(Records from a collection)
--- --- ---
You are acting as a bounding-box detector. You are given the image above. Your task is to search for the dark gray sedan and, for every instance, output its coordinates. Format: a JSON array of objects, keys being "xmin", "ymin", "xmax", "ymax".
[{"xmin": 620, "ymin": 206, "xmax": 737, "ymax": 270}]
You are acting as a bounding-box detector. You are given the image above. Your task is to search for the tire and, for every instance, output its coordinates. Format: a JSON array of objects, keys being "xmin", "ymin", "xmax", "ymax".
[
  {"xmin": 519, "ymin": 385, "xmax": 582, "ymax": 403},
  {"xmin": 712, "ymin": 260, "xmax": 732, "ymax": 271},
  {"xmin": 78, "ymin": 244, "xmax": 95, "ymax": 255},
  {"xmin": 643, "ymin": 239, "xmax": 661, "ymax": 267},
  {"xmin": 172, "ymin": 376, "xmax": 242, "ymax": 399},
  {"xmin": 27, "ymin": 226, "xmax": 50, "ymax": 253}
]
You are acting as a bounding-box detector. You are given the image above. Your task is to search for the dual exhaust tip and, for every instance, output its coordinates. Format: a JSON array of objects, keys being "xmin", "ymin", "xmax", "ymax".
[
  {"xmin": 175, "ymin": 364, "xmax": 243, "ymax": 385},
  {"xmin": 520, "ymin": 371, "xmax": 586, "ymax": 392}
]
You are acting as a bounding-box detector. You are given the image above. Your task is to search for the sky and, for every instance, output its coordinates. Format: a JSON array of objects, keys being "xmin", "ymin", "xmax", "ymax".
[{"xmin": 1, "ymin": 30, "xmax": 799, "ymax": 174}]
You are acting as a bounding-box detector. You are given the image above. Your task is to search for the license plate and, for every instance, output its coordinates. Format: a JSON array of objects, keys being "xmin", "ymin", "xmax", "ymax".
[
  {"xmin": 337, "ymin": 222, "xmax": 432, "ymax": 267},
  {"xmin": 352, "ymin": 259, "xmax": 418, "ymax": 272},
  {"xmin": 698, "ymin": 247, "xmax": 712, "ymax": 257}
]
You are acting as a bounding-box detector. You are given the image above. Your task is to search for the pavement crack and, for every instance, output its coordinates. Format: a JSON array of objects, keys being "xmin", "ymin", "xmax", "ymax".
--- --- ---
**Brief:** Only an exact copy of the entries above will do.

**Exercise solution:**
You are acting as a bounding-box detector. You are given the image above. Your task is to search for the dark gray sedan and, for every instance, output its coordinates. Format: a JSON array of objects, keys being "xmin", "ymin", "xmax", "ymax".
[{"xmin": 620, "ymin": 206, "xmax": 737, "ymax": 270}]
You are acting as a bounding-box detector. You are given the image above. Your task is to search for the tire and, for every instance, output its coordinates. Format: a JSON array of objects, keys being "xmin", "ymin", "xmax", "ymax".
[
  {"xmin": 519, "ymin": 385, "xmax": 582, "ymax": 403},
  {"xmin": 712, "ymin": 260, "xmax": 732, "ymax": 271},
  {"xmin": 78, "ymin": 244, "xmax": 95, "ymax": 255},
  {"xmin": 643, "ymin": 239, "xmax": 661, "ymax": 267},
  {"xmin": 172, "ymin": 376, "xmax": 242, "ymax": 399},
  {"xmin": 27, "ymin": 226, "xmax": 50, "ymax": 253}
]
You are acting as a bounding-box detector. You are given the image above. Your task is to search for the dual exhaust tip and, for every instance, output its coordinates. Format: a JSON array of objects, keys being "xmin", "ymin", "xmax", "ymax".
[
  {"xmin": 175, "ymin": 364, "xmax": 243, "ymax": 385},
  {"xmin": 520, "ymin": 371, "xmax": 586, "ymax": 392}
]
You are acting as a bounding-box detector. You are given the image above. Your task is to search for the sky and, for every instance, output its coordinates. Format: a JSON array of objects, keys being "xmin", "ymin", "xmax", "ymax".
[{"xmin": 1, "ymin": 30, "xmax": 799, "ymax": 174}]
You are acting as a bounding-box detector. You are given the image above. Your task is to search for the license plate and, for every instance, output its coordinates. Format: a JSON array of objects, keys being "xmin", "ymin", "xmax", "ymax".
[
  {"xmin": 337, "ymin": 222, "xmax": 432, "ymax": 267},
  {"xmin": 352, "ymin": 259, "xmax": 418, "ymax": 272},
  {"xmin": 698, "ymin": 247, "xmax": 712, "ymax": 257}
]
You are acting as a bounding-box detector. You are given the image above. Your task is to search for the pavement crack and, for every instance, output its coordinates. Format: a JSON array of objects, keys being "xmin", "ymin", "xmax", "ymax".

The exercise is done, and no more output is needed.